:: Provided passage ::

Long race, long race report. Sorry.
I came to Wildflower with the attitude "Race to finish, not for time." That became more critical than I realized on Saturday.
I don't know if it was the 2 days of tent-induced sleep-deprivation, but I was surprisingly calm race morning. I heard a rumor that we had to be out of the Transition Area by 7:15 (I had an 8:45 start) but we could come as go as we pleased all morning. That took away some of the stress because I did't have to worry about putting on my wetsuit 90 minutes early.
The swim starts from a narrow boat launch, and even though I positioned myself in the back of the wave I still found myself being kicked and grabbed a lot. Things opened up a bit, and then maybe 25 minutes later the wave after me caught up to me so I had to fight through that mess again. Then another 10 minutes and the NEXT wave caught up with me. Then finally the THIRD wave caught me. I may not be a fast swimmer, but I was happy with my swim. The farthest I had ever gone before was .9 miles in an Olympic Tri back in July. Saturday I did the full 1.2 miles, and I never stopped swimming to catch my breath or take a rest; I just kept my pace the entire time and I really did not feel tired coming out of the water. I was slow and steady and was thrilled with how well it went.
Transition One was a little awkward. I intentionally walked through the entire thing (race to finish, not for time.) I had trouble taking off my wetsuit because every time I tried to bend over I would get dizzy and stagger to one side. I had to stand up and try to take it off using just my feet, and of course that didn't work very well. It took me a while, but I made it to the bike.
Wildflower is known for its killer hills, but I was surprised how quickly they threw one at us. There's a sharp turn and steep climb less than a mile into the ride. As soon as I started up the hill my chain popped off. That was very frustrating because I was in too high a gear to get a good start back on the bike, and I couldn't even get my pedals clipped in.
The rolling hills in the middle of the ride weren't too bad, but it was very windy. I'm not which was worse: having a headwind to fight or the crosswind trying to knock you over. The downhills were pretty scary because there would be gusts of wind which would suddenly push the bike to one side, and the pavement wasn't very smooth to begin with.
"Nasty Grade" is the name for the Big Hill on the course, and it begins around mile 40. Just before I hit the hill, some girl rode past me, saw the "Neoprene Wedgie" sign on my back and said "I read your blog dude!" That got my totally pumped. So whoever you are, your timing was perfect. Thank you!

:::
:: Recorded information ::

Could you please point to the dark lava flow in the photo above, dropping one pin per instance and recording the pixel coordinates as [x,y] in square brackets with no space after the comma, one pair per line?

:::

• What to produce
Please update the stretch of the Wildflower race report from "I don't know" through "90 minutes early.", putting "transition zone" wherever "Transition Area" appears.

• Solution for this exercise
I don't know if it was the 2 days of tent-induced sleep-deprivation, but I was surprisingly calm race morning. I heard a rumor that we had to be out of the transition zone by 7:15 (I had an 8:45 start) but we could come as go as we pleased all morning. That took away some of the stress because I did't have to worry about putting on my wetsuit 90 minutes early.